WHAT NEEDS TO BE DONE:
Would you set down the data below exactly as shown?

(Stored items)
========

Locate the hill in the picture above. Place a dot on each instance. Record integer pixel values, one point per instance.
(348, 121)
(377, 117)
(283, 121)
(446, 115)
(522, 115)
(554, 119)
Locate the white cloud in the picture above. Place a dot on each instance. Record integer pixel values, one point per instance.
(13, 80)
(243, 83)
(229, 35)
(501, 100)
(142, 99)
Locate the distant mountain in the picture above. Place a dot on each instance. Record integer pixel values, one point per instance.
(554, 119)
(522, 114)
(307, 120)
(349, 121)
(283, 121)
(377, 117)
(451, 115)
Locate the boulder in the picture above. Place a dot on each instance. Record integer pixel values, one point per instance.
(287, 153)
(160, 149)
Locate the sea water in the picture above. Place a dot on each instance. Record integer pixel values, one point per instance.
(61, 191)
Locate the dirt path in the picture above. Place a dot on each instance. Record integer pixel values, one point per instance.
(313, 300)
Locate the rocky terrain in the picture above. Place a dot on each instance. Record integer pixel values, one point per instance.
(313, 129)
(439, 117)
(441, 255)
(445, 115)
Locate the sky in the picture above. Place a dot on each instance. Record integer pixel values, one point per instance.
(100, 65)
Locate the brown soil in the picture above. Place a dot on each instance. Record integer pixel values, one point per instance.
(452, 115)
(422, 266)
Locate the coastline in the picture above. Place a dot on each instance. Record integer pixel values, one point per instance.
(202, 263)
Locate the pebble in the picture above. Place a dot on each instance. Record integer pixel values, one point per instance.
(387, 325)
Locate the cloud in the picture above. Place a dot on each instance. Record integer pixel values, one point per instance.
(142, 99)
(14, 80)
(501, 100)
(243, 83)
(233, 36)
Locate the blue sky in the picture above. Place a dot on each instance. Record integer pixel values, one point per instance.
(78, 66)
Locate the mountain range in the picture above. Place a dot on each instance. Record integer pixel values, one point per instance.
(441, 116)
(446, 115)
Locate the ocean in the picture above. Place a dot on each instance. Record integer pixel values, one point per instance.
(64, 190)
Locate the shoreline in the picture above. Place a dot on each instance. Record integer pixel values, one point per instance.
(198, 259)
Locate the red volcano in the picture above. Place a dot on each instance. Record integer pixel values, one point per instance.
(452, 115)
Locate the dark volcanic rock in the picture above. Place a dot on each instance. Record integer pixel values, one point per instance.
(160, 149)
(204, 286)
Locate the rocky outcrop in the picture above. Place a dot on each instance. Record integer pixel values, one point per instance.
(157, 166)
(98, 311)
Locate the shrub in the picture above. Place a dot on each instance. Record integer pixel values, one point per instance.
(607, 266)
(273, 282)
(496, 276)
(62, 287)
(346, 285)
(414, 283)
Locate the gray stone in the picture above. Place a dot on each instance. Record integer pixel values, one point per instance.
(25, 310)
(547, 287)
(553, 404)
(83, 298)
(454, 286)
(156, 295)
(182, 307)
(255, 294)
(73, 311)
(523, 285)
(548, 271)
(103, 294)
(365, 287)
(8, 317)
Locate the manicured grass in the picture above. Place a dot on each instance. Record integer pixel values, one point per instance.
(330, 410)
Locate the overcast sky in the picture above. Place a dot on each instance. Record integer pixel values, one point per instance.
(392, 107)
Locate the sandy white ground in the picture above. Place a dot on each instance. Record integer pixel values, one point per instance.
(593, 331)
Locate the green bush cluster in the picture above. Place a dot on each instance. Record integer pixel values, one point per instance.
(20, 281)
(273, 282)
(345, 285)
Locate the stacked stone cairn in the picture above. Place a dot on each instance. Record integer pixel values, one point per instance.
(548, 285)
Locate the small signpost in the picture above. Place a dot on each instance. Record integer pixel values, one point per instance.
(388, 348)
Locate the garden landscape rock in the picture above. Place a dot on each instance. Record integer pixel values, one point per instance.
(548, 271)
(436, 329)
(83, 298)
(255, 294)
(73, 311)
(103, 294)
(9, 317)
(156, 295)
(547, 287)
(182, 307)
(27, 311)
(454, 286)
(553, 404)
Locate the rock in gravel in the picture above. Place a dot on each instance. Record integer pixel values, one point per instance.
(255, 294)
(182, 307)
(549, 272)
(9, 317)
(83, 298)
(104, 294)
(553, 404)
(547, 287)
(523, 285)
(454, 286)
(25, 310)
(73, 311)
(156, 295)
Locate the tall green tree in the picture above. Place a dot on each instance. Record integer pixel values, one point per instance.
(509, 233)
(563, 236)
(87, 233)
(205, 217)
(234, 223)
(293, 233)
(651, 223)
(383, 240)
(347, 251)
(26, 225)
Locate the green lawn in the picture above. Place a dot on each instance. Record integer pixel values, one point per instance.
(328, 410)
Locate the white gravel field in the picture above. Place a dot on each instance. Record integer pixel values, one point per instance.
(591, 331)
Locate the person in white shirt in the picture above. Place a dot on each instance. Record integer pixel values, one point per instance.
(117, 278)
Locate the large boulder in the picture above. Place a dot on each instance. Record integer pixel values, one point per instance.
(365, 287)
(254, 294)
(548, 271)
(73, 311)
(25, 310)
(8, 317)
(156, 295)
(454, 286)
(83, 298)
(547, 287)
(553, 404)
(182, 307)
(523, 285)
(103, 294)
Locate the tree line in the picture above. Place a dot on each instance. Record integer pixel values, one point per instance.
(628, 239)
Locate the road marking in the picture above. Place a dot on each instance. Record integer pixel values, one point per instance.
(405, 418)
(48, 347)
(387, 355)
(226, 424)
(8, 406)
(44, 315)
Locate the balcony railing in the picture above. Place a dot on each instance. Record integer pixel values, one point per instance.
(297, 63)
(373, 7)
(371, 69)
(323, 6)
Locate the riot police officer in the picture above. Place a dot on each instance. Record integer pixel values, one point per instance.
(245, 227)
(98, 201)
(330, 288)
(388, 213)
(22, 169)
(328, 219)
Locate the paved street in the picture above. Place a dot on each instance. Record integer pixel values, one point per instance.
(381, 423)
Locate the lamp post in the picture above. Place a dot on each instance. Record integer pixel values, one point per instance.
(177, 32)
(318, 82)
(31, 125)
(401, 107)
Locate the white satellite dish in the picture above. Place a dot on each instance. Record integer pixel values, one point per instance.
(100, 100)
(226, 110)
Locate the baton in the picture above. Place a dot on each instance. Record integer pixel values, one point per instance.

========

YOUR SOLUTION:
Locate the hill in the picture above. Place a dot on each instance. Record integer pixel values, one point per instance.
(348, 121)
(377, 117)
(283, 121)
(446, 115)
(522, 115)
(554, 119)
Locate the white cloud in the picture above. Place a dot on each instance. Record integer pixel values, one point per instance.
(13, 80)
(243, 83)
(229, 35)
(501, 100)
(142, 99)
Locate the distant mountain in the picture above. Place a dot on each instance. Record integer pixel values, one point per instance.
(554, 119)
(522, 114)
(307, 120)
(349, 121)
(283, 121)
(377, 117)
(451, 115)
Locate the boulder in the picture above. Place a dot on each instance. Record integer pixel values, one point per instance.
(287, 153)
(160, 149)
Locate the sea water in the picture above. Place a dot on each instance. Record integer pixel values, one point per instance.
(61, 191)
Locate the dirt path in the picture above. Place a dot on each instance. Record integer pixel values, one point per instance.
(313, 300)
Locate the rocky terrain in the picture above. Place a dot on each instance. Record integer pixel values, one point per instance.
(313, 129)
(439, 117)
(441, 255)
(445, 115)
Locate the sky in the picture above. Place a dot on each instance. Record integer pixel values, one point per instance.
(100, 65)
Locate the brown soil in the picture above. Place a dot on each instance. Record integer pixel values, one point per instance.
(452, 115)
(422, 266)
Locate the coastline in the picture above. Place a dot on each instance. Record integer pixel values, one point per instance.
(202, 263)
Locate the pebble in the picture above. Place a dot on each instance. Record integer pixel values, one point per instance.
(387, 325)
Locate the cloud in the picture above. Place a dot on each instance. Record integer pixel values, one point per instance.
(142, 99)
(14, 80)
(501, 100)
(243, 83)
(233, 36)
Locate the blue sky in the picture above. Place a dot on each instance. Record integer pixel values, one point per instance.
(78, 66)
Locate the mountain range in the picture above. Place a dot on each instance. Record integer pixel values, one point per instance.
(441, 116)
(446, 115)
Locate the ocean in the picture above. Place a dot on each instance. Record integer pixel values, one point per instance.
(64, 190)
Locate the shoreline in the picture above. Place a dot on each instance. Record integer pixel values, one point per instance.
(198, 259)
Locate the red volcano in the picture above. Place a dot on each instance. Record integer pixel values, one point per instance.
(452, 115)
Locate the dark volcanic rock in the picture above. Place a dot on each instance. Record integer pixel values, one point per instance.
(160, 149)
(204, 286)
Locate the rocky outcrop in the picture above. Place a dot on each instance. Record integer pixel values, one point per instance.
(157, 166)
(98, 311)
Locate the shrub in the picture above. Place a dot on each instance. Record integer pixel values, one point per instance.
(607, 266)
(273, 282)
(496, 276)
(62, 287)
(346, 285)
(414, 283)
Locate the gray stone in the picture above. Place a dot on each instance. Record integer pixel values, one point per instance.
(25, 310)
(547, 287)
(553, 404)
(83, 298)
(454, 286)
(156, 295)
(182, 307)
(255, 294)
(73, 311)
(523, 285)
(548, 271)
(103, 294)
(365, 287)
(8, 317)
Locate the manicured grass in the picture above. Place a dot on each instance. Record integer pixel values, one point per instance.
(330, 410)
Locate the overcast sky in the picture above. Place a dot on each instance. Record integer pixel values, one point per instance.
(392, 107)
Locate the sandy white ground in the picture above. Place a dot on each instance. Record integer pixel values, one point per instance.
(593, 331)
Locate the green bush cluster in the picture above. Place a dot on each instance. Record integer pixel values, one point per instance.
(20, 281)
(273, 282)
(345, 285)
Locate the stacked stone cairn in the picture above. Place a dot on each instance. Record integer pixel values, one point per instance.
(548, 285)
Locate the small signpost in the picture above. Place a dot on each instance. Record integer pixel values, one point per instance.
(388, 348)
Locate the garden landscape rock in the picture above. Place a dot on each instance. Record integer pixel values, one point per instance.
(548, 271)
(436, 329)
(83, 298)
(255, 294)
(73, 311)
(103, 294)
(9, 317)
(156, 295)
(547, 287)
(182, 307)
(27, 311)
(454, 286)
(553, 404)
Locate the rock in gravel in the picture above. Place a dot on each instance. Record integer pixel values, one point per instance.
(255, 294)
(182, 307)
(549, 272)
(9, 317)
(83, 298)
(104, 294)
(553, 404)
(547, 287)
(523, 285)
(454, 286)
(25, 310)
(73, 311)
(156, 295)
Locate the tall green tree in the picture above. Place a dot on each instance. Record integer pixel values, one point per instance.
(509, 233)
(563, 236)
(87, 233)
(205, 217)
(234, 223)
(293, 233)
(651, 223)
(383, 240)
(347, 251)
(26, 225)
Locate the green lawn in the picture above. Place a dot on each instance. Record integer pixel values, one point per instance.
(328, 410)
Locate the white gravel field in the picture above. Place a dot on each instance. Record integer pixel values, one point per instance.
(591, 331)
Locate the person in white shirt in the picture above. Place a dot on each instance. Record integer pixel values, one point per instance.
(117, 278)
Locate the large boulder in the picture above. Place a dot on each instance. Record integer pixel values, one point per instance.
(365, 287)
(254, 294)
(548, 271)
(73, 311)
(25, 310)
(8, 317)
(156, 295)
(454, 286)
(83, 298)
(547, 287)
(553, 404)
(182, 307)
(523, 285)
(103, 294)
Locate the tree line in the picture above. Place a dot on each instance. Record integer pixel values, one point per instance.
(628, 239)
Locate the road marking in the picture above. Place a dot on each instance. Record integer pixel values, one point per instance.
(405, 418)
(48, 347)
(387, 355)
(226, 424)
(8, 406)
(44, 315)
Locate the balcony railing in the picture above. Place a dot on each instance. Record integer pixel values, one point per instance.
(297, 63)
(373, 7)
(371, 69)
(323, 6)
Locate the riot police officer in the picture above. Place a dot on each instance. Record integer pixel values, one point per instance.
(245, 227)
(98, 201)
(330, 288)
(388, 213)
(22, 169)
(328, 219)
Locate the paved street in the picture above. Place a dot on each instance. Record integer pixel values, one point per instance.
(381, 423)
Locate the lamp post in the picture above. Place a dot on each instance. Record integer pixel values, one point per instance.
(177, 32)
(318, 82)
(31, 125)
(401, 107)
Locate the white satellite dish in the picture above. Place a dot on each instance. Record integer pixel values, one point per instance.
(100, 100)
(226, 110)
Locate the baton in the picture above. Place a dot on each instance. Record integer pixel values, one point per instance.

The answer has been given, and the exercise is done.